Work to complete
Change each "transparent glass bowl" in the rows below to "clear glass vase" and write the rows out again with nothing else altered.

___ Data entries ___

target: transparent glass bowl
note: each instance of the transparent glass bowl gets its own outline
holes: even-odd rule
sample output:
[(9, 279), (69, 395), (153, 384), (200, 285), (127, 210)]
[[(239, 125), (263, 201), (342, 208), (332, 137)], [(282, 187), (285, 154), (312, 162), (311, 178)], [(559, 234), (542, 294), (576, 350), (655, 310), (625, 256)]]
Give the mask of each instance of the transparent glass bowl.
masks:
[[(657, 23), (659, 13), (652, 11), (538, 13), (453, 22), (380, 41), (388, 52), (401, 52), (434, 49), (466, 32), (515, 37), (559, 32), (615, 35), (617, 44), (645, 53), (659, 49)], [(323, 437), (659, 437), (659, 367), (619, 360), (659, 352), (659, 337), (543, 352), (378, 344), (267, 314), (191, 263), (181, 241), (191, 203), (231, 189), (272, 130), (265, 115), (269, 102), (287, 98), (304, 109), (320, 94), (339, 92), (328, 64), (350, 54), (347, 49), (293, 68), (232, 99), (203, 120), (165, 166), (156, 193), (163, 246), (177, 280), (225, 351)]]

___

Result
target: clear glass vase
note: each instance of the clear glass vase gets its own outline
holes: even-odd rule
sample output:
[(9, 279), (69, 395), (153, 384), (200, 285), (127, 210)]
[[(239, 125), (263, 201), (342, 208), (332, 137)], [(282, 187), (285, 154), (312, 162), (311, 178)], [(559, 234), (542, 294), (576, 350), (655, 310), (625, 256)]]
Give the mask of each instance of the clear glass vase.
masks:
[[(657, 23), (659, 13), (652, 11), (538, 13), (453, 22), (380, 41), (388, 52), (401, 52), (434, 49), (466, 32), (515, 37), (559, 32), (615, 35), (617, 44), (645, 53), (659, 49)], [(323, 437), (659, 437), (659, 367), (619, 360), (659, 352), (659, 337), (543, 352), (378, 344), (267, 314), (191, 263), (181, 241), (191, 203), (231, 189), (272, 130), (265, 115), (269, 102), (287, 98), (304, 109), (320, 94), (339, 92), (328, 64), (350, 54), (347, 49), (293, 68), (232, 99), (203, 120), (165, 166), (156, 193), (163, 246), (177, 280), (225, 351)]]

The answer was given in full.